CONSEGNA A » Riporta la sezione del testo a partire da "Le gioie delle" e fino a "quante pene ancora.", cambiando "dolcezza" in "gentilezza".

SEZIONE DEL TESTO »
************
Amoreggiammo assieme per undici anni...
Le gioie delle uscite senza meta. Le fantasticherie delle mete senza uscita....
Eppoi cominci a capire veramente come funziona. Impari a capire cosa ti chiede, senza quella perentorietà delle prime volte, quasi con dolcezza..."dammi più scotta, orza...orza che lo tengo...puggia...puggia che mi fai male".
"Chi non sa che la barca è una cosa viva...non ha capito niente del mare - diceva il buon Moitessier.

La convinzione che non sei matto visto che ne senti parlare con gli stessi accenti anche da altri matti e assieme ci si convince che i matti sono quelli senza fede nelle cose...

Ma quante pene ancora.

Dopo sette anni...
Non avevo potuto ottenere un posto-barca nell'allora unico circolo velico, per cui stavo in una zona riservata al libero ormeggio lungo il molo di levante del porto di Catania.
C'erano poche barche all'epoca in quel tratto di molo sotto il muraglione della diga foranea, quasi tutti barchini di pescatori dilettanti.
Una sola altra barca a vela, di legno, pesantissima, un vero relitto già allora, era così vecchia che mi faceva impressione la sua matricola :CT 3/D.
Nonostante gli ampi spazi liberi lungo il molo, le due barche erano ormeggiate vicine.
************
CONSEGNA B » Conta le righe delle voci in cui compare la stringa "ceiling". Indica soltanto il numero.
************
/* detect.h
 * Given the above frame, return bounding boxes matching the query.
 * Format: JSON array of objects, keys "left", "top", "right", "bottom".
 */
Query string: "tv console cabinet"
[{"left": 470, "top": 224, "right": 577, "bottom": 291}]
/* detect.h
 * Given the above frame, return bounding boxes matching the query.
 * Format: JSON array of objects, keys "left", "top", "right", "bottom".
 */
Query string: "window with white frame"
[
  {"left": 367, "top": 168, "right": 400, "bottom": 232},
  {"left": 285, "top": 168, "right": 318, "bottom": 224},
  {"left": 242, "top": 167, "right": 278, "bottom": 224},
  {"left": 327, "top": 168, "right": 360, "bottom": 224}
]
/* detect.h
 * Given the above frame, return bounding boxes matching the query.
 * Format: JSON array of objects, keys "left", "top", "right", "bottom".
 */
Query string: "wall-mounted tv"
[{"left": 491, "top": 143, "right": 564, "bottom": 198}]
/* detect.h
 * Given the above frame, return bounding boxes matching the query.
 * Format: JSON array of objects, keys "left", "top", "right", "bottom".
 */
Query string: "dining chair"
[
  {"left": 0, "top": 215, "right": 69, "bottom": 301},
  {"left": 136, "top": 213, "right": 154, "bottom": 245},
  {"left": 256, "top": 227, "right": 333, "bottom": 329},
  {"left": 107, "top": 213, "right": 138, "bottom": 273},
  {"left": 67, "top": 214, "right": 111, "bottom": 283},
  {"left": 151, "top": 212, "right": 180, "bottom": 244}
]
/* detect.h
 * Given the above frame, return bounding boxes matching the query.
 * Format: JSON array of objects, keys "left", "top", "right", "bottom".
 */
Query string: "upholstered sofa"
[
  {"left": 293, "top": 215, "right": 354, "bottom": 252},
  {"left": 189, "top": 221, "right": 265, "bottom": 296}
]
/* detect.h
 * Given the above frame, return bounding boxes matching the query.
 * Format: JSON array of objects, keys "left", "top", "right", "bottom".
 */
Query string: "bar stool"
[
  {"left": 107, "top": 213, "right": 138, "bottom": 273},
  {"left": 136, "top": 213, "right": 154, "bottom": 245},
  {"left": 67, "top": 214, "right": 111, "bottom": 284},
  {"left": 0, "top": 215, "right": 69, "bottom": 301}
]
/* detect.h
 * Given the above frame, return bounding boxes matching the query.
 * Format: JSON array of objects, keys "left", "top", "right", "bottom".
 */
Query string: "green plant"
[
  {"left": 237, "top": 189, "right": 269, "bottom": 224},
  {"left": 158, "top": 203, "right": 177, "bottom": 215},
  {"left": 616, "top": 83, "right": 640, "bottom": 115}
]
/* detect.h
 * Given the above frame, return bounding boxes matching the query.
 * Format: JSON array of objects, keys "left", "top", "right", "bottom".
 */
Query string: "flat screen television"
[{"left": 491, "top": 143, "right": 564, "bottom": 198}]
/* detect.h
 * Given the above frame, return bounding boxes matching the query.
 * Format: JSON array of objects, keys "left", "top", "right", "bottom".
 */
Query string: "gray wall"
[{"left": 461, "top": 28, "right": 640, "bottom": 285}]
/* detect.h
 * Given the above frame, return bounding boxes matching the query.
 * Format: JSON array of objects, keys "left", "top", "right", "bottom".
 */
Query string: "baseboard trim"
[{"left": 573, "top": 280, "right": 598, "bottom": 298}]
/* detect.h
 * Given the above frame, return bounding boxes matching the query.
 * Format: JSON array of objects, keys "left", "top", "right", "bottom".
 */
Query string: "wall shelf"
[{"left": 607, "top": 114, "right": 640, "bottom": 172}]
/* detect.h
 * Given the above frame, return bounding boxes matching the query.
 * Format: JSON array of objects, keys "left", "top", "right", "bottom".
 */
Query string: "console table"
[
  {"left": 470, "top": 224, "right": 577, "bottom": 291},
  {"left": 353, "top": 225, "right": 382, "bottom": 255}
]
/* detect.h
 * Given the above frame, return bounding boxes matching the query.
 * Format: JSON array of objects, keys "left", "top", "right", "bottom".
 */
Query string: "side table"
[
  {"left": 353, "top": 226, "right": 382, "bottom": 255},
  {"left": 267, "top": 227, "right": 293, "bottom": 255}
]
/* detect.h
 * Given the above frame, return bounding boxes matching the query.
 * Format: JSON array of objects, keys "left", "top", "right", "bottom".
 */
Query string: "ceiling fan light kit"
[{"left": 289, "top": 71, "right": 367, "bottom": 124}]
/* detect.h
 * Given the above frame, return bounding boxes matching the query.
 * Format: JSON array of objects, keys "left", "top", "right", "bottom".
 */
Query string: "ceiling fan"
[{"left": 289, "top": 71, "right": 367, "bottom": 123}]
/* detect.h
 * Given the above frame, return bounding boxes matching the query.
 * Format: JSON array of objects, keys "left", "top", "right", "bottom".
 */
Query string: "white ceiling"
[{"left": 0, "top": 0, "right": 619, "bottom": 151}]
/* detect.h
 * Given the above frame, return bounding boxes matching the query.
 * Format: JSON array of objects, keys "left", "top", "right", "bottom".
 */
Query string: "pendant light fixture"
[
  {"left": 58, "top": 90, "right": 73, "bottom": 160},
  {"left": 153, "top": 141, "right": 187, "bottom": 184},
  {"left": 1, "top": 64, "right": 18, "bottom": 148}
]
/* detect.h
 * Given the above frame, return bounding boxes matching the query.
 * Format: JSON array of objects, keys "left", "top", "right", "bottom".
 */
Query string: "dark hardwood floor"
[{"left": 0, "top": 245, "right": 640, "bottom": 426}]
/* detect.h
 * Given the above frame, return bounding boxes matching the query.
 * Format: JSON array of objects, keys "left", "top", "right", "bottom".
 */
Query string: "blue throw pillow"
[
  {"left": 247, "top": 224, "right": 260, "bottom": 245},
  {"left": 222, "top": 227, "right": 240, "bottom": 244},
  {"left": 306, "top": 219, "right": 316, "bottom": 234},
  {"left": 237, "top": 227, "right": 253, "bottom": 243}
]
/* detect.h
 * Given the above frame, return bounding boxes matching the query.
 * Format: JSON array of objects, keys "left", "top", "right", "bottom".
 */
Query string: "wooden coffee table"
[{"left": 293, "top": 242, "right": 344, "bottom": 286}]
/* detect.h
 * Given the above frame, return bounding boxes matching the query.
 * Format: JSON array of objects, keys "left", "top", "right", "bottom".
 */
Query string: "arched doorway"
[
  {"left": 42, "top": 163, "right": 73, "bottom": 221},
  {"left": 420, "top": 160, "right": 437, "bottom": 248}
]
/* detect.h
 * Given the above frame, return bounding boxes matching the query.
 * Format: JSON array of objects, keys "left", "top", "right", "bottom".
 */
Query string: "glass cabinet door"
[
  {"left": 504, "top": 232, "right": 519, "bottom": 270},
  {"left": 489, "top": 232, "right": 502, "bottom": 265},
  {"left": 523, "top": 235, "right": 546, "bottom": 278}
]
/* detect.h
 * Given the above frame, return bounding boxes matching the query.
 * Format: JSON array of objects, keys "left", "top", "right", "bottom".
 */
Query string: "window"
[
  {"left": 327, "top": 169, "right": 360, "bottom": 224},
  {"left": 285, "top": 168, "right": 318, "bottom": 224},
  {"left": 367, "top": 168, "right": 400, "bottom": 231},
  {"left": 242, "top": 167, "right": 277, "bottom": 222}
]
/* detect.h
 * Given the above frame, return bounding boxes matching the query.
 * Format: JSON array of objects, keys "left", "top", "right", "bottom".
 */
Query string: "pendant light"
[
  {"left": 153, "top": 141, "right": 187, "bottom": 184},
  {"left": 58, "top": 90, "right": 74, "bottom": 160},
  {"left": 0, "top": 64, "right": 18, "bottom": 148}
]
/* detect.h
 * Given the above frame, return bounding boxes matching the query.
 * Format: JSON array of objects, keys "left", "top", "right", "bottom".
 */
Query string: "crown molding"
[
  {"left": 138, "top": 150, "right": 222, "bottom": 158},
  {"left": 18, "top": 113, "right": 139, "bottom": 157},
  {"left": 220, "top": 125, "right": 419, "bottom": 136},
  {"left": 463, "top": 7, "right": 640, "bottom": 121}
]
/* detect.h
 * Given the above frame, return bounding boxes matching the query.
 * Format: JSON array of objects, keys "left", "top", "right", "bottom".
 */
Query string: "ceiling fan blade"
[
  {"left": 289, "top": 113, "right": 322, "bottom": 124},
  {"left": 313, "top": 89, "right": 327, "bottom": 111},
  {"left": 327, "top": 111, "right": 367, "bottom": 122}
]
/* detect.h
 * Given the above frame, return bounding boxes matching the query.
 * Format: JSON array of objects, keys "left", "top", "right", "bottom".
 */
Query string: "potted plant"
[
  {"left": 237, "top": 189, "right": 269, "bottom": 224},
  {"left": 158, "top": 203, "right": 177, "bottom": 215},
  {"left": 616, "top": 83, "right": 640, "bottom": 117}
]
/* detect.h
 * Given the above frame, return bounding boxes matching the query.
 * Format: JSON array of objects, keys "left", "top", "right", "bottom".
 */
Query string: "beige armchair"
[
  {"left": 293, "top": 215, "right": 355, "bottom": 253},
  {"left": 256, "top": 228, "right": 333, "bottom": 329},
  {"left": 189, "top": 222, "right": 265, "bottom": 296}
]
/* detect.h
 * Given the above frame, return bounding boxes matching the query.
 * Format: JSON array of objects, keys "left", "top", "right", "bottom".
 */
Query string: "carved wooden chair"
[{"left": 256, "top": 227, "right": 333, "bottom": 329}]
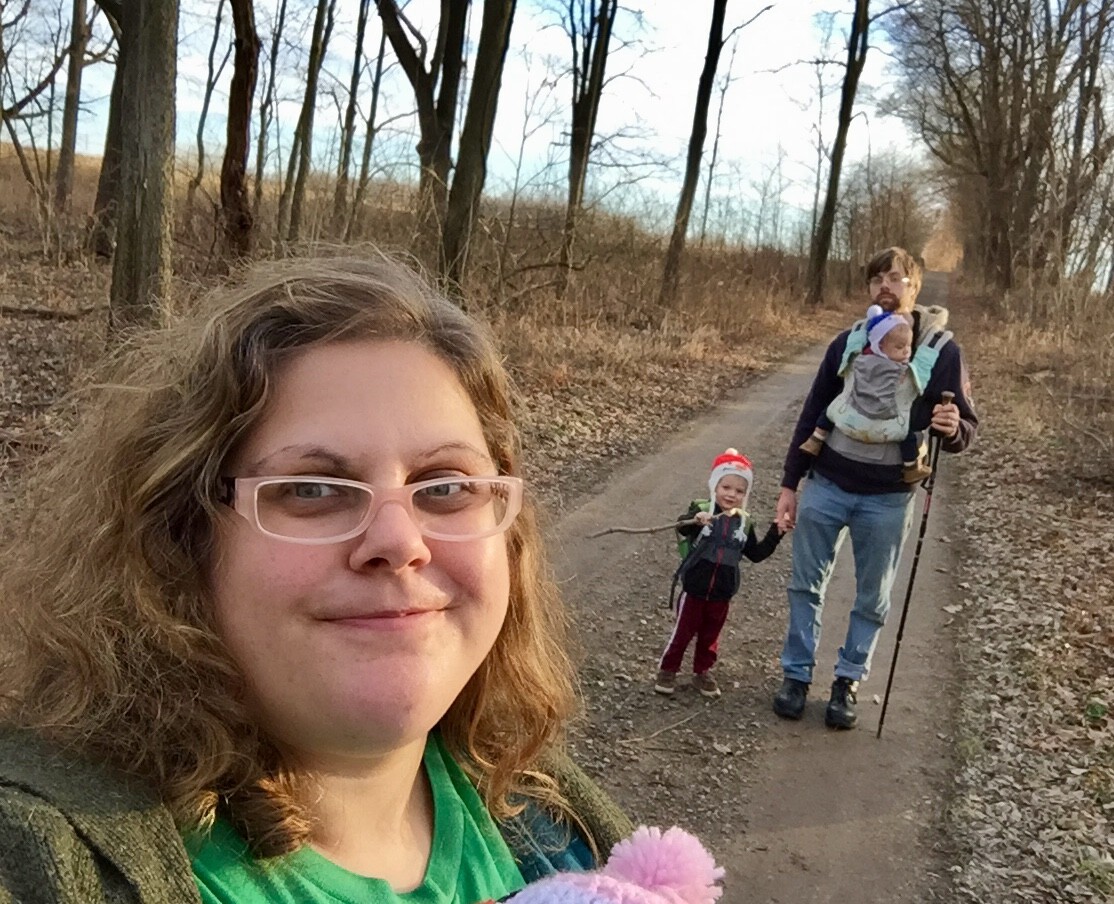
************
RISULTATO CORRETTO A »
Le gioie delle uscite senza meta. Le fantasticherie delle mete senza uscita....
Eppoi cominci a capire veramente come funziona. Impari a capire cosa ti chiede, senza quella perentorietà delle prime volte, quasi con gentilezza..."dammi più scotta, orza...orza che lo tengo...puggia...puggia che mi fai male".
"Chi non sa che la barca è una cosa viva...non ha capito niente del mare - diceva il buon Moitessier.

La convinzione che non sei matto visto che ne senti parlare con gli stessi accenti anche da altri matti e assieme ci si convince che i matti sono quelli senza fede nelle cose...

Ma quante pene ancora.

RISULTATO CORRETTO B » 4